### [Aim of the exercise]
Rewrite the data below so that "single marker" becomes "single dot" each time it appears, keeping every other word unchanged. Omit the pictures from your answer.

● ● ● ●

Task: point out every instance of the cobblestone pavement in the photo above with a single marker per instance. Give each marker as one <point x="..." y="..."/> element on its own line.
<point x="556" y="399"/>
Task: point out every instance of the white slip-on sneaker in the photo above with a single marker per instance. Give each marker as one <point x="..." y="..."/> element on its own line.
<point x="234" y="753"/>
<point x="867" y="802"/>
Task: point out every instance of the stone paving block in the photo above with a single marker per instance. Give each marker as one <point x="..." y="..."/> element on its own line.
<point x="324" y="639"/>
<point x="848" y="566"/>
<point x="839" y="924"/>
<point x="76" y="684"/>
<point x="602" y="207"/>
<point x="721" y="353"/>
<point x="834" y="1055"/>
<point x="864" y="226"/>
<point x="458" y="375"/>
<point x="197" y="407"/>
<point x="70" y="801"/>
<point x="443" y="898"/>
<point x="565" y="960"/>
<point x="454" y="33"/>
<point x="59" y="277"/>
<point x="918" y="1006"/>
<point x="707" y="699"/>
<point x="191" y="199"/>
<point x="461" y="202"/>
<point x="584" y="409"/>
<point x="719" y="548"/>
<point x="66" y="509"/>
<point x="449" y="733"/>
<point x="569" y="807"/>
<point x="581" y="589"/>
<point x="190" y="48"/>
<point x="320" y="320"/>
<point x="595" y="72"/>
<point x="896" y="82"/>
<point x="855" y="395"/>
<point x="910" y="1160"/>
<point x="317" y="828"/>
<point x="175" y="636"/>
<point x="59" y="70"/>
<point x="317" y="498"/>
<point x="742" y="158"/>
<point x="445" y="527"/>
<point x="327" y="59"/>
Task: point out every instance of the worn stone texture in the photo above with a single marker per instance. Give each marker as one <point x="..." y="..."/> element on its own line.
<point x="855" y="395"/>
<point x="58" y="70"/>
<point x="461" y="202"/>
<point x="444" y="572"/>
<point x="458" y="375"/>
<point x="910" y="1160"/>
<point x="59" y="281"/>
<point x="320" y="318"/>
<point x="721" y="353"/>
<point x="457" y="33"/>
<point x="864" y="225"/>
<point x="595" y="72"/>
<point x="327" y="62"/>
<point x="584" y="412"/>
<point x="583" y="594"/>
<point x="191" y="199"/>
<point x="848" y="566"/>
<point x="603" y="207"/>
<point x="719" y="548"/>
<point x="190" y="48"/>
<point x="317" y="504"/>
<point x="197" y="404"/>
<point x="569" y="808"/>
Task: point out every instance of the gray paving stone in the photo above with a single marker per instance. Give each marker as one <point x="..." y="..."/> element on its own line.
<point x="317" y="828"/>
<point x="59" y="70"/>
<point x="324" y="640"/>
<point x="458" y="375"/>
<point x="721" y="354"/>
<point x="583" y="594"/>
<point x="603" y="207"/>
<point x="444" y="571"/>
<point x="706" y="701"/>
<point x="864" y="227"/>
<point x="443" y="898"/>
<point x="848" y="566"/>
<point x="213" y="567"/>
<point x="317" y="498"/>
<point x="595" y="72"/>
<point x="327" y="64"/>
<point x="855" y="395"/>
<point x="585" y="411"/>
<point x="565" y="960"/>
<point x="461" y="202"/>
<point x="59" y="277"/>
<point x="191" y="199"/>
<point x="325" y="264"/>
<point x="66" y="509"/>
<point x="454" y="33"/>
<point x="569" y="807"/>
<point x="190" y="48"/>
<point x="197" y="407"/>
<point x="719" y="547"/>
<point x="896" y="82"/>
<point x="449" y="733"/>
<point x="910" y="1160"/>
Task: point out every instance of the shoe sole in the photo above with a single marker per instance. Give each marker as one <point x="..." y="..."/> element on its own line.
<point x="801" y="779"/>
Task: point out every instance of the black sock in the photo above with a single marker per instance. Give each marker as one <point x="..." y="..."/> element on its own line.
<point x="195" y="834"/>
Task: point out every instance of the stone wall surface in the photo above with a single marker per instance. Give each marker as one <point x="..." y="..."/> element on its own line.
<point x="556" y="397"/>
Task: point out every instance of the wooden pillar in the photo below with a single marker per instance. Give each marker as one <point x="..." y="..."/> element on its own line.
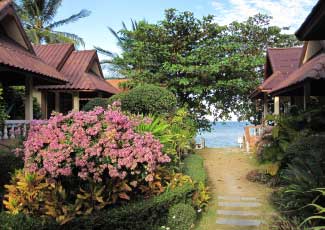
<point x="44" y="105"/>
<point x="276" y="105"/>
<point x="76" y="101"/>
<point x="307" y="91"/>
<point x="29" y="98"/>
<point x="57" y="102"/>
<point x="265" y="107"/>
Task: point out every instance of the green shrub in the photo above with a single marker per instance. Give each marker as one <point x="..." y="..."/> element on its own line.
<point x="305" y="173"/>
<point x="147" y="99"/>
<point x="194" y="167"/>
<point x="181" y="217"/>
<point x="23" y="222"/>
<point x="96" y="102"/>
<point x="143" y="214"/>
<point x="8" y="164"/>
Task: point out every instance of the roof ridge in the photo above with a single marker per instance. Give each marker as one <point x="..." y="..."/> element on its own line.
<point x="54" y="44"/>
<point x="25" y="52"/>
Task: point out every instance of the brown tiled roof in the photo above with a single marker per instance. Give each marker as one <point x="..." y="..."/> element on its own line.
<point x="116" y="82"/>
<point x="4" y="4"/>
<point x="16" y="56"/>
<point x="314" y="69"/>
<point x="76" y="70"/>
<point x="54" y="54"/>
<point x="285" y="60"/>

● ● ● ●

### [Task result]
Task: point out every instance of the cobblestone pavement in the photo above with a single dot per instance. Give each marker as one <point x="..." y="..."/> element on its own line.
<point x="556" y="399"/>
Task: point out every instance of the white slip-on sneaker in the photo above with a single dot per instance. Give each marker as one <point x="..." y="..."/> element on its own line.
<point x="234" y="753"/>
<point x="867" y="802"/>
Task: point out every instance of the stone paving block in the photo above with a single dot per instance. Give each marker as one <point x="..." y="..."/> element on its own line.
<point x="324" y="639"/>
<point x="848" y="566"/>
<point x="839" y="924"/>
<point x="76" y="684"/>
<point x="602" y="207"/>
<point x="721" y="353"/>
<point x="834" y="1055"/>
<point x="864" y="226"/>
<point x="458" y="375"/>
<point x="197" y="407"/>
<point x="70" y="801"/>
<point x="443" y="898"/>
<point x="565" y="960"/>
<point x="454" y="33"/>
<point x="59" y="277"/>
<point x="918" y="1006"/>
<point x="707" y="699"/>
<point x="191" y="199"/>
<point x="461" y="202"/>
<point x="584" y="409"/>
<point x="719" y="548"/>
<point x="66" y="509"/>
<point x="449" y="733"/>
<point x="569" y="807"/>
<point x="581" y="589"/>
<point x="190" y="48"/>
<point x="320" y="320"/>
<point x="595" y="72"/>
<point x="896" y="82"/>
<point x="855" y="395"/>
<point x="910" y="1160"/>
<point x="317" y="828"/>
<point x="175" y="636"/>
<point x="59" y="70"/>
<point x="317" y="498"/>
<point x="742" y="158"/>
<point x="445" y="527"/>
<point x="327" y="59"/>
Task: point out every instance of the worn stone texture in the photo above with a single dot per instance. Give each marker as one <point x="..." y="..."/> element on its own line.
<point x="855" y="395"/>
<point x="58" y="70"/>
<point x="461" y="202"/>
<point x="444" y="572"/>
<point x="458" y="375"/>
<point x="910" y="1160"/>
<point x="59" y="281"/>
<point x="320" y="318"/>
<point x="721" y="353"/>
<point x="457" y="33"/>
<point x="864" y="225"/>
<point x="595" y="72"/>
<point x="327" y="62"/>
<point x="584" y="412"/>
<point x="583" y="594"/>
<point x="191" y="199"/>
<point x="848" y="566"/>
<point x="603" y="207"/>
<point x="719" y="548"/>
<point x="190" y="48"/>
<point x="317" y="504"/>
<point x="197" y="404"/>
<point x="569" y="808"/>
Task: point out every instance of the gray paving stone in the photo above with a single dot per instance. Give each marker as one <point x="..." y="..."/> element on its own line.
<point x="317" y="828"/>
<point x="59" y="70"/>
<point x="324" y="640"/>
<point x="458" y="375"/>
<point x="721" y="354"/>
<point x="583" y="594"/>
<point x="603" y="207"/>
<point x="444" y="571"/>
<point x="706" y="701"/>
<point x="864" y="227"/>
<point x="443" y="898"/>
<point x="848" y="566"/>
<point x="213" y="567"/>
<point x="317" y="498"/>
<point x="595" y="72"/>
<point x="327" y="64"/>
<point x="855" y="395"/>
<point x="585" y="411"/>
<point x="565" y="960"/>
<point x="461" y="202"/>
<point x="59" y="277"/>
<point x="191" y="199"/>
<point x="325" y="264"/>
<point x="66" y="509"/>
<point x="454" y="33"/>
<point x="569" y="807"/>
<point x="190" y="48"/>
<point x="197" y="407"/>
<point x="719" y="547"/>
<point x="896" y="82"/>
<point x="449" y="733"/>
<point x="910" y="1160"/>
Task: point out every instance of the shoe sole in the photo above with a single dot per instance. Give each marker as one <point x="..." y="..."/> element on its own line.
<point x="801" y="779"/>
Task: point out every instance of the black sock in the photo above with a single dot per instance. Give each marker as one <point x="..." y="..."/> element on its own line.
<point x="195" y="834"/>
Task: point out every instance of the stone wall surface in the photo above with a single dot per instance. Give each marker as one <point x="..." y="..."/> element on its own line.
<point x="556" y="397"/>
Task: point out every instance of the wooden pillar in the photo below with a single dot per instance. Give each marker as one <point x="..." y="..."/> element on its own line.
<point x="44" y="105"/>
<point x="276" y="105"/>
<point x="76" y="101"/>
<point x="307" y="91"/>
<point x="29" y="98"/>
<point x="57" y="102"/>
<point x="265" y="107"/>
Task: point out every instance of the green shrub in the photo above with a single dot per instance. Give each marker as one <point x="..." y="..."/> element on its own line.
<point x="305" y="173"/>
<point x="147" y="99"/>
<point x="194" y="167"/>
<point x="181" y="217"/>
<point x="23" y="222"/>
<point x="96" y="102"/>
<point x="143" y="214"/>
<point x="8" y="164"/>
Task: point out every instance of the roof ridge in the photo above with a single dot per instance. Give each marker as one <point x="..." y="..."/> element on its own line.
<point x="54" y="44"/>
<point x="25" y="52"/>
Task: point out every instance of the brown tiled roof in the photo above with a single dot per instance. Give each marker as one <point x="..." y="..."/> element on its own line.
<point x="116" y="82"/>
<point x="4" y="4"/>
<point x="16" y="56"/>
<point x="314" y="69"/>
<point x="76" y="70"/>
<point x="54" y="54"/>
<point x="285" y="60"/>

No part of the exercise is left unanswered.